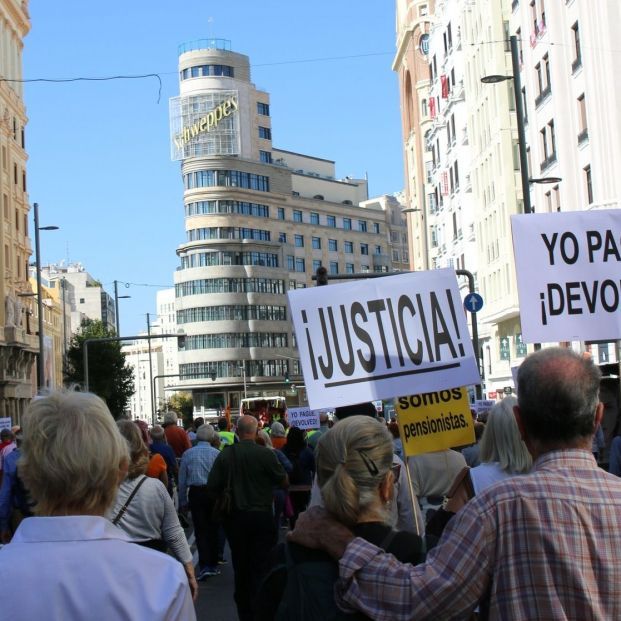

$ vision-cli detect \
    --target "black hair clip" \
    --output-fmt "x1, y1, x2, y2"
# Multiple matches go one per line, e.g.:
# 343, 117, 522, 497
358, 449, 379, 477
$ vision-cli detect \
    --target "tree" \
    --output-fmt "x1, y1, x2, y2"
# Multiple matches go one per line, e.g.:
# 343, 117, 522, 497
167, 392, 194, 427
65, 319, 134, 419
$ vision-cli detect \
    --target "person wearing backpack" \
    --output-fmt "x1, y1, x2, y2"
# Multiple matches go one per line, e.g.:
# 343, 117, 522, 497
259, 416, 425, 621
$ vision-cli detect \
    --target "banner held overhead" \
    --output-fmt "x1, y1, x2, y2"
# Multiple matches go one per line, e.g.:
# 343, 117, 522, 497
511, 209, 621, 343
395, 387, 475, 457
288, 269, 480, 409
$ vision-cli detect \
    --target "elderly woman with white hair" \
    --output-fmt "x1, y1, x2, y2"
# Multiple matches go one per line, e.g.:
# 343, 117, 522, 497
426, 397, 532, 548
0, 392, 195, 621
106, 420, 198, 597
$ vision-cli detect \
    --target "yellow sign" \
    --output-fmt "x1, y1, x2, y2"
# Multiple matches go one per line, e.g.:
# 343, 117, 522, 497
175, 97, 239, 149
395, 388, 474, 457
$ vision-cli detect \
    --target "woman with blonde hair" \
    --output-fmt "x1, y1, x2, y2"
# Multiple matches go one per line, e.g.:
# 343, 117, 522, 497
107, 420, 198, 597
0, 392, 195, 621
262, 416, 425, 619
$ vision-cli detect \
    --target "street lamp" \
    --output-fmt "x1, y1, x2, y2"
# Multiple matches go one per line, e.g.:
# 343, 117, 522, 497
114, 280, 132, 336
481, 35, 561, 213
33, 203, 58, 390
238, 360, 248, 399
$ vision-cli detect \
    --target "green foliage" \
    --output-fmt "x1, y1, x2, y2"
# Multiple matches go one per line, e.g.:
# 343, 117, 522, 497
167, 392, 194, 427
65, 319, 134, 419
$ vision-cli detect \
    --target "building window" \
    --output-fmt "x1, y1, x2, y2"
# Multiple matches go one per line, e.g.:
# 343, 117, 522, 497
183, 170, 270, 192
584, 164, 593, 205
578, 93, 589, 144
571, 22, 582, 73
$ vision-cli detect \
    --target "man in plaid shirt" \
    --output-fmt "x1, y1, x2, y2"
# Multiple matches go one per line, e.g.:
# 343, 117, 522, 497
291, 348, 621, 621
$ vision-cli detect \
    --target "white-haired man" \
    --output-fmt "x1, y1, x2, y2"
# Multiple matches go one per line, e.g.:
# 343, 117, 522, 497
179, 425, 220, 580
293, 348, 621, 621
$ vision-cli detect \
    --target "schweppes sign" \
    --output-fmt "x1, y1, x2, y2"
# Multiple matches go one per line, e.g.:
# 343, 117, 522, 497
174, 97, 239, 150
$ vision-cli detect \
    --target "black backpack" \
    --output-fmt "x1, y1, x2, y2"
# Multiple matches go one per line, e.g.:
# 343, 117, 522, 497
273, 530, 397, 621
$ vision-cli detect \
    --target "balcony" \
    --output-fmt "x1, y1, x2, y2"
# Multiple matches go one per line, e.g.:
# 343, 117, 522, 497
535, 84, 552, 108
541, 151, 557, 173
578, 127, 589, 146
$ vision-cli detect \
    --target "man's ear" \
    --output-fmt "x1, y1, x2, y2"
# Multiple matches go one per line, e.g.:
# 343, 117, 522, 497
594, 401, 605, 429
513, 405, 528, 442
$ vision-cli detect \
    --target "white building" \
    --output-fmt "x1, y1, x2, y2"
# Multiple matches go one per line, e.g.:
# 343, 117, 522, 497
123, 334, 162, 425
171, 39, 405, 411
41, 263, 116, 333
510, 0, 621, 364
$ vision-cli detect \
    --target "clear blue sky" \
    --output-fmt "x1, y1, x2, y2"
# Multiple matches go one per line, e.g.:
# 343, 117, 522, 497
24, 0, 403, 335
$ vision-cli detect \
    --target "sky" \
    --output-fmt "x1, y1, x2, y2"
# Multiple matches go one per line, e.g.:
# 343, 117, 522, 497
23, 0, 404, 336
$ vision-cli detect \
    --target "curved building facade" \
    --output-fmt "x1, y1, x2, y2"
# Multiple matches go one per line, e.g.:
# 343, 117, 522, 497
170, 39, 405, 408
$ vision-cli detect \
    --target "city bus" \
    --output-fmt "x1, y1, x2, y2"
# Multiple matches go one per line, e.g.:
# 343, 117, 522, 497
239, 396, 287, 424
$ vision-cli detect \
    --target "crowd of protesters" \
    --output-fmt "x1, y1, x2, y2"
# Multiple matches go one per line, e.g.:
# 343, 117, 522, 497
0, 348, 621, 621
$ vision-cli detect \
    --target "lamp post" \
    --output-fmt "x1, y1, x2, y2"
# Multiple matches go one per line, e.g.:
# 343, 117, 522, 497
114, 280, 132, 336
481, 35, 562, 213
33, 203, 58, 390
239, 360, 248, 399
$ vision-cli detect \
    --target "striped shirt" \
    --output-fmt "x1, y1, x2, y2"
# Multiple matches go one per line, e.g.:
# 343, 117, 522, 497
338, 450, 621, 621
179, 440, 220, 505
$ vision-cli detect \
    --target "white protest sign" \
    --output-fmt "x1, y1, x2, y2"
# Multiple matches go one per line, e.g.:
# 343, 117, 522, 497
287, 408, 319, 429
288, 269, 481, 409
511, 209, 621, 343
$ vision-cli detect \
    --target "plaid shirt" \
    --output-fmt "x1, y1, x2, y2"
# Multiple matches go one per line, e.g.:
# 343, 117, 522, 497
337, 450, 621, 621
179, 441, 220, 505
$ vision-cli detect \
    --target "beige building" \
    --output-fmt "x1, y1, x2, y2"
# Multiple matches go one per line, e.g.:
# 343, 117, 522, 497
171, 39, 409, 409
0, 0, 38, 423
392, 0, 435, 270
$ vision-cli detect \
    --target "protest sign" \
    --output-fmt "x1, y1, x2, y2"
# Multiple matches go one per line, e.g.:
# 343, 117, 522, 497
287, 408, 319, 429
511, 209, 621, 343
288, 269, 480, 409
395, 387, 474, 457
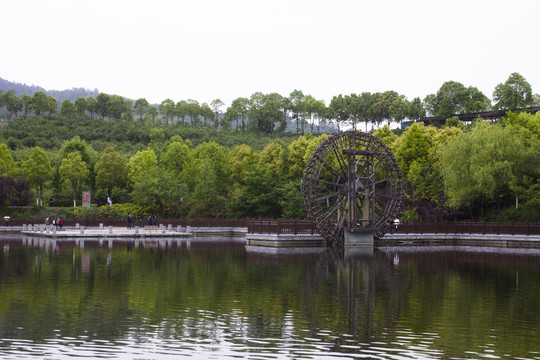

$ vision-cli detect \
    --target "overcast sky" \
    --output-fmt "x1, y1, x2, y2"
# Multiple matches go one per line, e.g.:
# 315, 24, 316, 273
0, 0, 540, 105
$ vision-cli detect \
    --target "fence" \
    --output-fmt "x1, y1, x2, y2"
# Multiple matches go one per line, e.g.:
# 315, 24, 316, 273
2, 218, 248, 227
392, 221, 540, 236
4, 218, 540, 235
247, 219, 315, 235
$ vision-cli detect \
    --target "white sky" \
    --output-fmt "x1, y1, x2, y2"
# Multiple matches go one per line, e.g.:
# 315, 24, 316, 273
0, 0, 540, 110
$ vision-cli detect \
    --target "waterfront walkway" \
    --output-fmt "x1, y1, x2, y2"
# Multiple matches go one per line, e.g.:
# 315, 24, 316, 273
0, 225, 540, 249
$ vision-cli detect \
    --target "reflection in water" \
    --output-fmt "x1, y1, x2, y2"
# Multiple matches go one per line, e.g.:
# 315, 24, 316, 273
0, 238, 540, 359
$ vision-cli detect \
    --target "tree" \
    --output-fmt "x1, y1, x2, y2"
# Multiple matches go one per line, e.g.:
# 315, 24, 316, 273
21, 146, 53, 205
32, 91, 50, 115
3, 90, 23, 119
225, 97, 249, 130
0, 143, 19, 178
58, 152, 89, 207
210, 99, 221, 128
94, 147, 127, 197
159, 99, 176, 124
248, 92, 283, 133
75, 96, 87, 116
186, 99, 201, 125
127, 150, 157, 183
21, 94, 32, 115
439, 122, 539, 215
200, 103, 215, 125
133, 98, 150, 120
60, 99, 77, 116
108, 95, 128, 120
60, 136, 96, 165
86, 96, 97, 118
407, 97, 426, 120
96, 93, 111, 118
289, 90, 305, 135
162, 141, 191, 178
493, 73, 534, 109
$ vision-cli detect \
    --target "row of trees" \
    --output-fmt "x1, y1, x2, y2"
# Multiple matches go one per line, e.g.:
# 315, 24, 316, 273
0, 73, 540, 134
0, 113, 540, 220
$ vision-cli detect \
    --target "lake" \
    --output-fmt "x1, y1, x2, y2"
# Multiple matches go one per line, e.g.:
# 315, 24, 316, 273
0, 235, 540, 359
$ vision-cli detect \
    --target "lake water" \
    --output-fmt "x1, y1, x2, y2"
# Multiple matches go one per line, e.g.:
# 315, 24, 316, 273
0, 237, 540, 359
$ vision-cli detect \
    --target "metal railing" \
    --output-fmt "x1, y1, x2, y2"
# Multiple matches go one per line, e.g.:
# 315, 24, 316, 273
247, 219, 316, 235
4, 218, 540, 236
0, 218, 248, 227
392, 221, 540, 236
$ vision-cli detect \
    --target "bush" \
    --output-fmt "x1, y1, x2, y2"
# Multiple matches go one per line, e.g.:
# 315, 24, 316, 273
73, 203, 151, 218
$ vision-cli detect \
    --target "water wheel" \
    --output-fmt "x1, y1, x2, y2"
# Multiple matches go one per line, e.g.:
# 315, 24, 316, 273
302, 131, 403, 246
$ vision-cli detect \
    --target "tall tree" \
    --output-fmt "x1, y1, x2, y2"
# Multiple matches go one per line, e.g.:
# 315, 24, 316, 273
493, 73, 534, 109
94, 147, 127, 197
21, 146, 54, 205
60, 99, 77, 116
133, 98, 150, 120
0, 143, 19, 178
159, 99, 176, 124
86, 96, 97, 118
58, 152, 89, 207
75, 96, 87, 116
210, 99, 225, 128
96, 93, 111, 118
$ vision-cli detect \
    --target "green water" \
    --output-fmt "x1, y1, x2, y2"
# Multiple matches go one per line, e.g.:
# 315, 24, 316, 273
0, 237, 540, 359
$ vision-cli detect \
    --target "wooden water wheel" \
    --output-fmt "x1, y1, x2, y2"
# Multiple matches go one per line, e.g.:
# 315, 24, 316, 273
302, 131, 403, 246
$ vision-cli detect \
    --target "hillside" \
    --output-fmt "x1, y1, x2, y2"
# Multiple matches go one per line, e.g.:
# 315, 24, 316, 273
0, 78, 99, 103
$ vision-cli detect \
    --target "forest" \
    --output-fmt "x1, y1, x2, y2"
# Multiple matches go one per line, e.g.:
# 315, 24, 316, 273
0, 73, 540, 221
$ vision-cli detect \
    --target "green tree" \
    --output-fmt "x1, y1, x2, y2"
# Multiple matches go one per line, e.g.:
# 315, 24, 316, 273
60, 99, 77, 116
58, 152, 89, 207
162, 141, 191, 178
133, 98, 150, 120
32, 91, 50, 115
75, 96, 87, 116
210, 99, 221, 128
94, 147, 127, 197
3, 90, 23, 119
159, 99, 176, 124
21, 94, 32, 115
86, 96, 98, 118
96, 93, 111, 118
439, 122, 539, 215
108, 95, 128, 120
21, 146, 54, 205
493, 73, 534, 109
128, 150, 157, 183
0, 143, 19, 178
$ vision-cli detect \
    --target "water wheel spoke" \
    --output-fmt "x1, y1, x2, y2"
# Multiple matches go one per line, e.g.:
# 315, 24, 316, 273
301, 131, 403, 247
313, 191, 342, 202
315, 155, 341, 178
318, 200, 342, 221
374, 175, 399, 185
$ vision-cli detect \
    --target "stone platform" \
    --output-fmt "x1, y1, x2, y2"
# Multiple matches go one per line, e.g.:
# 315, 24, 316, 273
21, 224, 193, 239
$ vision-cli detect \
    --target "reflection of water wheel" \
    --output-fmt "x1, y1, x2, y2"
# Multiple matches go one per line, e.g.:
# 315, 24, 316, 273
302, 131, 403, 246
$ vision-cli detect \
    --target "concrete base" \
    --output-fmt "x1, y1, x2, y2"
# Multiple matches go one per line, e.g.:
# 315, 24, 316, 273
344, 229, 375, 247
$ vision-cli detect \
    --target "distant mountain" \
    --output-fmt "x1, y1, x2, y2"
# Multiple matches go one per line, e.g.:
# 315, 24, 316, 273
0, 78, 99, 104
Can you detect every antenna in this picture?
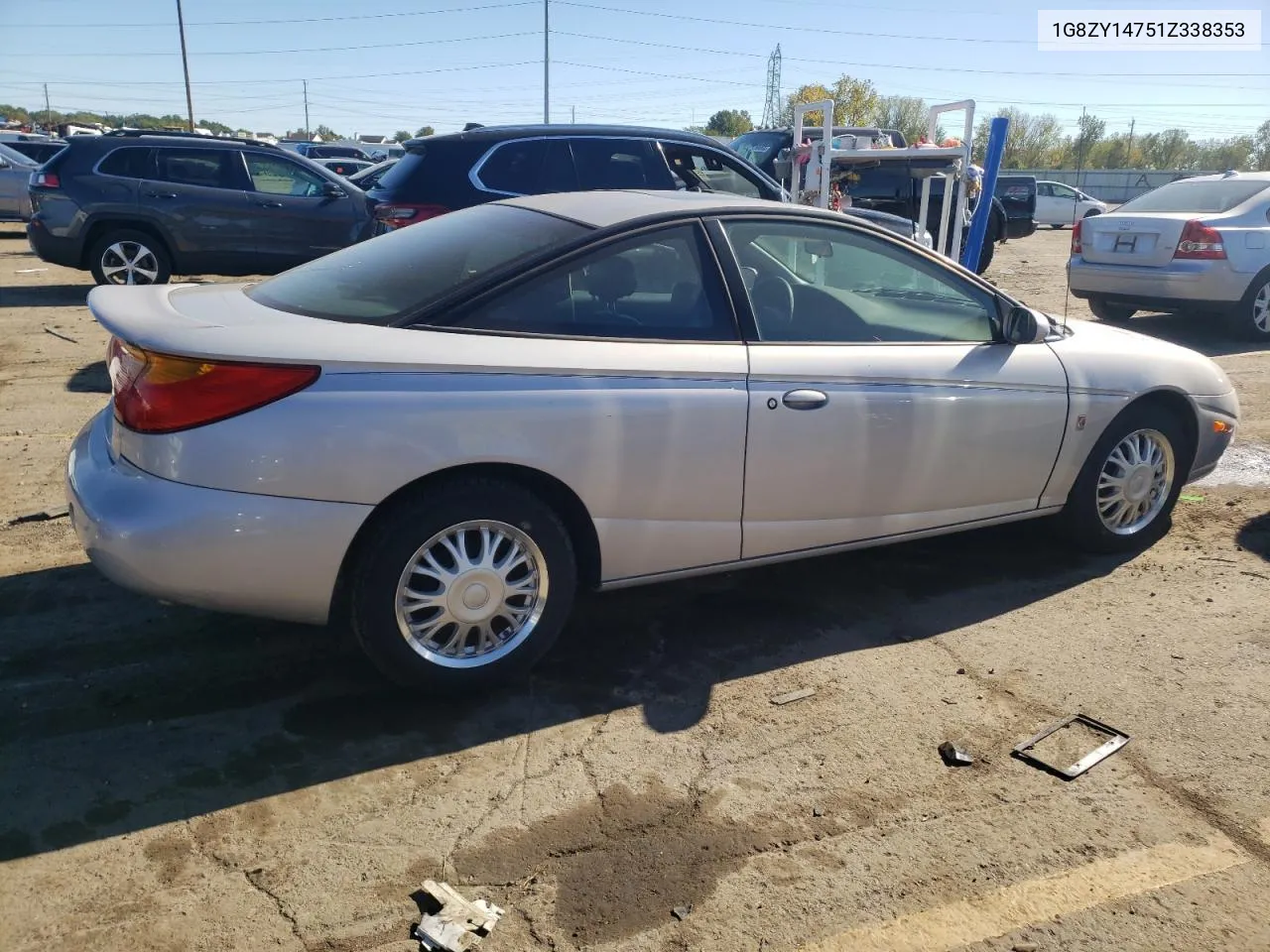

□ □ □

**INSTRUCTION**
Convert the records into a Markdown table with the columns Idx and Text, giving each line a row number and leaving out blank lines and pictures. Begin at the first line of the records and stop after the line that contains "358, 449, 379, 477", including both ends.

**CORRECT RESPONSE**
| Idx | Text |
|---|---|
| 1 | $ vision-cli detect \ |
| 2 |     --target "black hair clip" \ |
| 3 |     --output-fmt "x1, y1, x2, y2" |
| 4 | # Multiple matches go one per line, e.g.: |
| 5 | # 343, 117, 522, 497 |
| 6 | 358, 449, 379, 477 |